— What you should do —
The data must be copied over exactly and in full.

— Input data —
'''

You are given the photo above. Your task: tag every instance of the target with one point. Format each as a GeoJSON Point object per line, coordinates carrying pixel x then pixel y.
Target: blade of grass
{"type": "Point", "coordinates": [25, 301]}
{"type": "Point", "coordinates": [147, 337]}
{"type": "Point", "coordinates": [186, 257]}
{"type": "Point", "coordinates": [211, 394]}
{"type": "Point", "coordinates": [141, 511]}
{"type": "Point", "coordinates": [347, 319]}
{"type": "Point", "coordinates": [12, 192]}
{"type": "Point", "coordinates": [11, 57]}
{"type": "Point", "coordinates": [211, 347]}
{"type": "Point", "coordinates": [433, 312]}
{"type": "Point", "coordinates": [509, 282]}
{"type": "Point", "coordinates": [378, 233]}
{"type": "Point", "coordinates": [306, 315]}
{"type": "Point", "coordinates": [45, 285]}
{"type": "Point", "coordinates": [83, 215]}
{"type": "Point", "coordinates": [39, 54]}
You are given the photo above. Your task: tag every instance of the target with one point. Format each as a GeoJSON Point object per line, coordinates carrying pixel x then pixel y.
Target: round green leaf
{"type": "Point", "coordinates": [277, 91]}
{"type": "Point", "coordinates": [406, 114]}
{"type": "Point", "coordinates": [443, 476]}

'''

— Response —
You are given the photo above. Your task: tag every instance of the target with one point. Format each as a GeoJSON Point object per line, coordinates carrying pixel x then pixel y.
Target: blade of grass
{"type": "Point", "coordinates": [25, 301]}
{"type": "Point", "coordinates": [147, 337]}
{"type": "Point", "coordinates": [186, 257]}
{"type": "Point", "coordinates": [211, 394]}
{"type": "Point", "coordinates": [141, 511]}
{"type": "Point", "coordinates": [347, 319]}
{"type": "Point", "coordinates": [12, 192]}
{"type": "Point", "coordinates": [11, 57]}
{"type": "Point", "coordinates": [211, 347]}
{"type": "Point", "coordinates": [433, 312]}
{"type": "Point", "coordinates": [509, 282]}
{"type": "Point", "coordinates": [378, 233]}
{"type": "Point", "coordinates": [306, 315]}
{"type": "Point", "coordinates": [45, 285]}
{"type": "Point", "coordinates": [83, 215]}
{"type": "Point", "coordinates": [39, 54]}
You are given the photo above. Your task: tag every instance of the target with one point. Format each as a GeoJSON Point object per line, coordinates carrying pixel x then pixel y.
Target: round green leaf
{"type": "Point", "coordinates": [277, 91]}
{"type": "Point", "coordinates": [406, 114]}
{"type": "Point", "coordinates": [443, 476]}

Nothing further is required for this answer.